(Extracted entries):
--- Begin ---
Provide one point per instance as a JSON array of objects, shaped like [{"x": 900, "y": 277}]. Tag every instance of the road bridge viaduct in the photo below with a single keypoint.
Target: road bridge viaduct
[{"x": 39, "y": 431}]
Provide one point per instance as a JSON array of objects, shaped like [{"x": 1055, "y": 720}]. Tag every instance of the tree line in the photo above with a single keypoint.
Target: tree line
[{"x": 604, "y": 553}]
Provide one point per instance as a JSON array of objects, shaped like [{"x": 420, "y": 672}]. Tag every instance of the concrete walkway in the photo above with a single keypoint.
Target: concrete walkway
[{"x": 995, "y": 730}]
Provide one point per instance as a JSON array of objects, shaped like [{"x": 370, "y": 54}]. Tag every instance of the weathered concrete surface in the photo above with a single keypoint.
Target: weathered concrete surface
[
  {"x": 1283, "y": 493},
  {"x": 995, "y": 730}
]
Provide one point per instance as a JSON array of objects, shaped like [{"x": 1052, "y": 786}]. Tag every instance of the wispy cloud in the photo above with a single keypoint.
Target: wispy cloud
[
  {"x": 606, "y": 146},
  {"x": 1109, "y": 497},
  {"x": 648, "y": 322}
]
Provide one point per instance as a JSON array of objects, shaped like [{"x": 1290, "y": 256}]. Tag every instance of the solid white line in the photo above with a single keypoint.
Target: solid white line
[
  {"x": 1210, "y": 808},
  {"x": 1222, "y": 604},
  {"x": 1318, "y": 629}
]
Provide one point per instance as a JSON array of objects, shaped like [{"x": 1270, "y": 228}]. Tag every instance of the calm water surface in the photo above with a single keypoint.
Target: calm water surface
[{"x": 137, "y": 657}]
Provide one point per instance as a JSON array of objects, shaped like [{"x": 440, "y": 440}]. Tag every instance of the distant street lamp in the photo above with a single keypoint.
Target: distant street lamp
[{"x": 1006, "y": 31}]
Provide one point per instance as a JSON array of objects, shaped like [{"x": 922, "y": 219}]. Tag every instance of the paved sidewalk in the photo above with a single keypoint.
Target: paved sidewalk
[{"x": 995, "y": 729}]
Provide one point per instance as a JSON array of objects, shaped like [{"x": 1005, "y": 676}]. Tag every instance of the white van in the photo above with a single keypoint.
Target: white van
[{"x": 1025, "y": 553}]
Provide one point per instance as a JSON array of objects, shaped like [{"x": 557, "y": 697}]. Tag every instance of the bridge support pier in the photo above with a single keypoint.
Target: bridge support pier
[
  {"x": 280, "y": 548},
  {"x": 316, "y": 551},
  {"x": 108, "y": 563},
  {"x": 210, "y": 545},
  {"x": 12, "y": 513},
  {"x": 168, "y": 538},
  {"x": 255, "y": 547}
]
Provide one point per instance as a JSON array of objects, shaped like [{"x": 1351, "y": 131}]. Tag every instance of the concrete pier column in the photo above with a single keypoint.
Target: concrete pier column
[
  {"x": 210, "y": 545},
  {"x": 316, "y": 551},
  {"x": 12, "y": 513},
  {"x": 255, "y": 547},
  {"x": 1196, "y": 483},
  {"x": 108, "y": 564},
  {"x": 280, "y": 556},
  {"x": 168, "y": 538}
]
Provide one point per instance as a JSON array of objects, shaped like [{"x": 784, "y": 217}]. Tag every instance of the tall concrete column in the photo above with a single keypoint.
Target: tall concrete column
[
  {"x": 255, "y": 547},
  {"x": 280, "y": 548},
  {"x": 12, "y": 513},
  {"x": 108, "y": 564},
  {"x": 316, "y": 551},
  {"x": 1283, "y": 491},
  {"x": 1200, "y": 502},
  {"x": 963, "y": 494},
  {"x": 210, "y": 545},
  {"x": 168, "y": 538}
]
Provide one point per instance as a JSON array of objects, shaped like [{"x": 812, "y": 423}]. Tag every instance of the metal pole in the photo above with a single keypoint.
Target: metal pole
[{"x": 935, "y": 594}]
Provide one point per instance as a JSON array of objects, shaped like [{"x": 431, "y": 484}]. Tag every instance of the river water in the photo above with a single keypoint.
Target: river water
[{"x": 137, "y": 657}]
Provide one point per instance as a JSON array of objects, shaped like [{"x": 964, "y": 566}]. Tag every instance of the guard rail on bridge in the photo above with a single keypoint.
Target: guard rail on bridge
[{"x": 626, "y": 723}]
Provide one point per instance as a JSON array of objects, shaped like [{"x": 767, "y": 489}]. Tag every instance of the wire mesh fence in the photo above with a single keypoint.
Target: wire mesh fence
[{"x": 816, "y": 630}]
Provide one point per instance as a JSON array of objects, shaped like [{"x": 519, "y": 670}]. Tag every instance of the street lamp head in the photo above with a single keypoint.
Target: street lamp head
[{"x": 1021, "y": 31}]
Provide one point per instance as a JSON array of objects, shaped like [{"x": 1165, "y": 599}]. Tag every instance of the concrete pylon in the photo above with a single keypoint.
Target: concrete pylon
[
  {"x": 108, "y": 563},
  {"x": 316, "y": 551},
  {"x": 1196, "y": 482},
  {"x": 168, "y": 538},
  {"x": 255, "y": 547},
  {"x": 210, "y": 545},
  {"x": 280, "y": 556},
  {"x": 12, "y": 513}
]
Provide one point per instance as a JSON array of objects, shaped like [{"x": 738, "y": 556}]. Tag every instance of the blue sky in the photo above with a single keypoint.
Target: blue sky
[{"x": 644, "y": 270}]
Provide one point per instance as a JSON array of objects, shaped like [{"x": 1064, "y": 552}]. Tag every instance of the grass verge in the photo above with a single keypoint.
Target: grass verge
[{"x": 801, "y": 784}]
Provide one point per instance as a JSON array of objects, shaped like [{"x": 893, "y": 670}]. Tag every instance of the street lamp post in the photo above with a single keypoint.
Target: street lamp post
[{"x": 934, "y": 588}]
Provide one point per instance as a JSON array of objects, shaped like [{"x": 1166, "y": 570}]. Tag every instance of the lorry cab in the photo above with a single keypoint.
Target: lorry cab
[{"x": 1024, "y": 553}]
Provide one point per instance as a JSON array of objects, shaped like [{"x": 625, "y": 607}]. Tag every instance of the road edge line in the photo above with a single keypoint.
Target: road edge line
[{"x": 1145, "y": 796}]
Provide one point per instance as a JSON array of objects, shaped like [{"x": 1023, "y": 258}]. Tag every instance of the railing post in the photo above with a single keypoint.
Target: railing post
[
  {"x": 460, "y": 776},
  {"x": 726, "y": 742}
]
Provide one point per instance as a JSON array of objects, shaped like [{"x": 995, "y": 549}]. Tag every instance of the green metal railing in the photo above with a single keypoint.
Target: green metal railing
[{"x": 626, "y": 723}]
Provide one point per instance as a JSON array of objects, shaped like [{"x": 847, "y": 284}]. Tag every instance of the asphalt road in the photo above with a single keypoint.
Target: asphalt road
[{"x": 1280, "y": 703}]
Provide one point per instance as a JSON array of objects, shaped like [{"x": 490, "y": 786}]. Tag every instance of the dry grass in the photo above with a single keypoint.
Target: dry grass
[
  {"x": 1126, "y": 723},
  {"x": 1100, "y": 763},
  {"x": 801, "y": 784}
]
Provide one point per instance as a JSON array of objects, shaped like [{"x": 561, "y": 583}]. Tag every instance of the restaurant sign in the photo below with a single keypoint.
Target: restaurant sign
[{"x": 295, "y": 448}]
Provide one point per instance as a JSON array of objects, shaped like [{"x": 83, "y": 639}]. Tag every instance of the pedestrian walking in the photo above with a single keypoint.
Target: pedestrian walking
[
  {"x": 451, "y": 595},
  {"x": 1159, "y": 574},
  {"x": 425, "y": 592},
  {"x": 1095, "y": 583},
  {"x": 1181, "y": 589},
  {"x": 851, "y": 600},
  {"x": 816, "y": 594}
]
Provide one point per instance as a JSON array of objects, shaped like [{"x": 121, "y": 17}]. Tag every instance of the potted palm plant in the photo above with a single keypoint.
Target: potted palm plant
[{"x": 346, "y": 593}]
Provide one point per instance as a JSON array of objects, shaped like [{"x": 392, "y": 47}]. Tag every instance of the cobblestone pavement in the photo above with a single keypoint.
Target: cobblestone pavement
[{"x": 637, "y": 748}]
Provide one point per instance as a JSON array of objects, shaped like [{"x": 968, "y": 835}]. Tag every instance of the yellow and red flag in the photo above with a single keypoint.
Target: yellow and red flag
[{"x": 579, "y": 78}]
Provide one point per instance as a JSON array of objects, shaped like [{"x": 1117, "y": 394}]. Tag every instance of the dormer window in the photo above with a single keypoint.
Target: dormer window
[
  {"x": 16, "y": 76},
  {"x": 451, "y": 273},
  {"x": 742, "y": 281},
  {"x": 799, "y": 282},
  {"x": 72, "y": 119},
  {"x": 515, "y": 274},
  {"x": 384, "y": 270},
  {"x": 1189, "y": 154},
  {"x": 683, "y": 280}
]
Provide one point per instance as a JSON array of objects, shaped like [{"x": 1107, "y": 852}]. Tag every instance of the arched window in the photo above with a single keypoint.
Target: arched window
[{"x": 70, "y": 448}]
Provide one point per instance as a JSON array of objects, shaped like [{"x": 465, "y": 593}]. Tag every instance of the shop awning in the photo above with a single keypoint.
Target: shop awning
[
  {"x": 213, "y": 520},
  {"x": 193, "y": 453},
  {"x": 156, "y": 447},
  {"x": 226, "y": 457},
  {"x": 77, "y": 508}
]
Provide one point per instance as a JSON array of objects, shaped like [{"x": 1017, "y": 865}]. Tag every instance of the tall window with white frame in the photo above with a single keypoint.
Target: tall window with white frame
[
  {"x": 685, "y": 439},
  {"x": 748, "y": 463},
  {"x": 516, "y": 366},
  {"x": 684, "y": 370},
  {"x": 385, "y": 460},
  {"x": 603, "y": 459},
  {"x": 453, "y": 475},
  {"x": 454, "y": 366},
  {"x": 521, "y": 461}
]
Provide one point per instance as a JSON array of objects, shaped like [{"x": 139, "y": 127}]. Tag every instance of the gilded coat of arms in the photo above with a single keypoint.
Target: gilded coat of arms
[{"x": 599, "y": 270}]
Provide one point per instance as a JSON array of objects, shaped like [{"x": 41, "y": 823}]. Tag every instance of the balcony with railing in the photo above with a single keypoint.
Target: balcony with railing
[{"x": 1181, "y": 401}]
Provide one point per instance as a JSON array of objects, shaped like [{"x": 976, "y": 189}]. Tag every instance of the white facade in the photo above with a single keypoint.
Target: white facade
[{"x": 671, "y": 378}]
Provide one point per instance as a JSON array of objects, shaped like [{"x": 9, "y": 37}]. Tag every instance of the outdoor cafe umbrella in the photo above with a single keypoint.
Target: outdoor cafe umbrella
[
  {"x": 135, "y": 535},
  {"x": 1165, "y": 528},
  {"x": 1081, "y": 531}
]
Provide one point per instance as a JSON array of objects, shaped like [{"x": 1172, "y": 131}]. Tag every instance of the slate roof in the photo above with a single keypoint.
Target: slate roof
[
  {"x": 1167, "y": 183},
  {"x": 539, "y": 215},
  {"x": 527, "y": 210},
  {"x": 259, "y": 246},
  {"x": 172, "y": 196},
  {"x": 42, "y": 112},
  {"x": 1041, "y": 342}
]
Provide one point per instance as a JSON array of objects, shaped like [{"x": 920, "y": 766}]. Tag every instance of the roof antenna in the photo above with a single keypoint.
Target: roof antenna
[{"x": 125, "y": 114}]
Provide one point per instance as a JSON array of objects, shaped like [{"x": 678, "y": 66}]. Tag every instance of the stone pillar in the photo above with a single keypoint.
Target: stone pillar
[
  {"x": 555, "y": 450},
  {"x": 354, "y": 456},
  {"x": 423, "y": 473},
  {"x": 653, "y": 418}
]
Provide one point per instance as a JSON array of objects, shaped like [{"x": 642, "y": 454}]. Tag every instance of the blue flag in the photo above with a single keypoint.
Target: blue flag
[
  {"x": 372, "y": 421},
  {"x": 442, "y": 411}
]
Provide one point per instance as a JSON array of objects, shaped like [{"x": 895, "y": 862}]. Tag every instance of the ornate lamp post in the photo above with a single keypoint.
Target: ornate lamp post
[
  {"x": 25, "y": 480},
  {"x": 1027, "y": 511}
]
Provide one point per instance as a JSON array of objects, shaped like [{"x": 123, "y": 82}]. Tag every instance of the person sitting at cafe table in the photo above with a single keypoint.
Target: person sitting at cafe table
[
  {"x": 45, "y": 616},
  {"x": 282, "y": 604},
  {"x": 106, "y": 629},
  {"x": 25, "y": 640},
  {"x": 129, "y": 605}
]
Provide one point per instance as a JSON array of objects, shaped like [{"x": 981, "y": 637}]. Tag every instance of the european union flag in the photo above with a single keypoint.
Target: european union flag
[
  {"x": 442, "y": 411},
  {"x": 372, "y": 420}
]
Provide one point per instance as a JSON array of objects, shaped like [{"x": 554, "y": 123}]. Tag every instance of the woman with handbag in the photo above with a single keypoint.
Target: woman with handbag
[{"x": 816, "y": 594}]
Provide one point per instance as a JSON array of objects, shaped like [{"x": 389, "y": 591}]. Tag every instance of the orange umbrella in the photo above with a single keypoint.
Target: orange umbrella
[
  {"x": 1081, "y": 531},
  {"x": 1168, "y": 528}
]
--- End ---
(Work instructions): Convert the stretch from the line containing "of the woman" through the end of the records into a Markdown table with the columns Row and Text, numbering each line and leaving out blank lines.

(Written reply):
| Row | Text |
|---|---|
| 1 | Provide one point per instance as a JSON array of objects, shaped like [{"x": 554, "y": 123}]. Tag every instance of the woman with handbag in the photo above with a single keypoint. |
| 2 | Target: woman with handbag |
| 3 | [{"x": 816, "y": 594}] |
| 4 | Provide one point per instance as a JSON array of objects, shaped like [{"x": 389, "y": 591}]. Tag every instance of the orange umbrella in the photo above with a single keypoint. |
| 5 | Target: orange umbrella |
| 6 | [ |
| 7 |   {"x": 1081, "y": 531}, |
| 8 |   {"x": 1168, "y": 528} |
| 9 | ] |